**WHAT IS REQUIRED**
Repeat all of the entries below word for word, leaving out the pictures.

Data entries
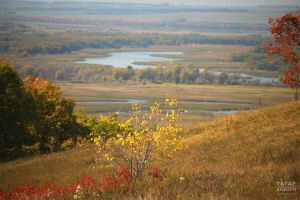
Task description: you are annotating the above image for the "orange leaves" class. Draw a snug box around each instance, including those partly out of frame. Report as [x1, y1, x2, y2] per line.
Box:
[265, 11, 300, 65]
[262, 10, 300, 99]
[283, 64, 300, 88]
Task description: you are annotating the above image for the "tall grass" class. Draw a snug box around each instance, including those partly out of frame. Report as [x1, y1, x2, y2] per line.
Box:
[0, 102, 300, 200]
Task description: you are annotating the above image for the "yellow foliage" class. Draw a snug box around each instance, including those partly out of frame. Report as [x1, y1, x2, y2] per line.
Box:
[91, 99, 184, 178]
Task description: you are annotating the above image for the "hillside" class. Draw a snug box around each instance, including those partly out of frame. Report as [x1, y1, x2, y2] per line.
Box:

**EXERCISE OUTPUT**
Task description: you are annotating the above image for the "orange leaves" class. Draw a snug box around each instance, including those partly out of frame. Report as [x1, y1, x2, y2] per line.
Box:
[265, 11, 300, 65]
[262, 10, 300, 99]
[283, 64, 300, 88]
Task description: you are annotating the above image for the "tall grass" class. Draw a snug box around each instance, including those partly out of frame. Report as [x1, y1, x2, y2] per line.
Box:
[0, 102, 300, 200]
Task description: you are annotating the above image for the "yellow foliage" class. Draw a snug box around each instance, including those partly out of frame. Report as [x1, y1, x2, y2] per line.
Box:
[91, 99, 184, 178]
Task description: you are annotating the above image for the "hillside" class. Draw a snug box around each instance, including those partly out of frame. Report as [x1, y1, x2, y2] per line.
Box:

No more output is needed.